Detection annotation records:
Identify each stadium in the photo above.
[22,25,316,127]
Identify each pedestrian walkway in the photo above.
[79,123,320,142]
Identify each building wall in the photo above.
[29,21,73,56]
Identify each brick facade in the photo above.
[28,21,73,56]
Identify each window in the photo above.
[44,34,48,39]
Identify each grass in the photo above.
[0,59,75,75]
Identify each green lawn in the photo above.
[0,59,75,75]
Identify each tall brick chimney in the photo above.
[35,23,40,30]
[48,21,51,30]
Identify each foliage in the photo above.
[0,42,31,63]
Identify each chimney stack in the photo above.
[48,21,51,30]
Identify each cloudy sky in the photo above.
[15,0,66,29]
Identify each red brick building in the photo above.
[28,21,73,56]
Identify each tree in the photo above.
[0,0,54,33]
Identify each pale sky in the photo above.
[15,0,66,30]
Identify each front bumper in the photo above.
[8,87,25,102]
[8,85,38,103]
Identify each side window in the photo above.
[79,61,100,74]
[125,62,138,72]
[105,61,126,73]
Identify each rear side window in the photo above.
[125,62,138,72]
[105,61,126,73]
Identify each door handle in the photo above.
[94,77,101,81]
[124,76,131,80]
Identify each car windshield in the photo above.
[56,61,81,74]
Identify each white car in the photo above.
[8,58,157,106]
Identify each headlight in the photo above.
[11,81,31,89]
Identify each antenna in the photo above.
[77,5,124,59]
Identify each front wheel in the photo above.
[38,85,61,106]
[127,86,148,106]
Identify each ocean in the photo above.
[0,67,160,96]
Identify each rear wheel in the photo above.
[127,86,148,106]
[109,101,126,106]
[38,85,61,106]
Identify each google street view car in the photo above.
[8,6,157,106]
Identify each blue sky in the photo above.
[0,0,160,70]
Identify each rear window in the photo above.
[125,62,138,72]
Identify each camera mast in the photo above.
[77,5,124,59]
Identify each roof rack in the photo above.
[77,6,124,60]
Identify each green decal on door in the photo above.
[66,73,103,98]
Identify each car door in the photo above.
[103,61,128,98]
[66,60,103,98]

Set problem
Copy the records, starting at the line containing "Identify each ocean in the photo above." and ending at the end of the records, and switch "camera mast" to "camera pole" while keeping every other character the same.

Correct result
Identify each ocean in the photo above.
[0,67,160,96]
Identify each rear wheel in the photo above.
[127,86,148,106]
[109,101,126,106]
[38,85,61,106]
Identify each google street view car in the photo above.
[8,6,157,106]
Identify each blue sky in the photo above.
[0,0,160,70]
Identify each rear window in the photo above.
[125,62,138,72]
Identify each camera pole in the photo above.
[77,5,124,59]
Identify each roof rack in the photo above.
[77,6,124,60]
Identify each green decal on door in the photo above.
[66,73,103,98]
Identify each car door in the photo above.
[103,61,128,98]
[66,60,103,98]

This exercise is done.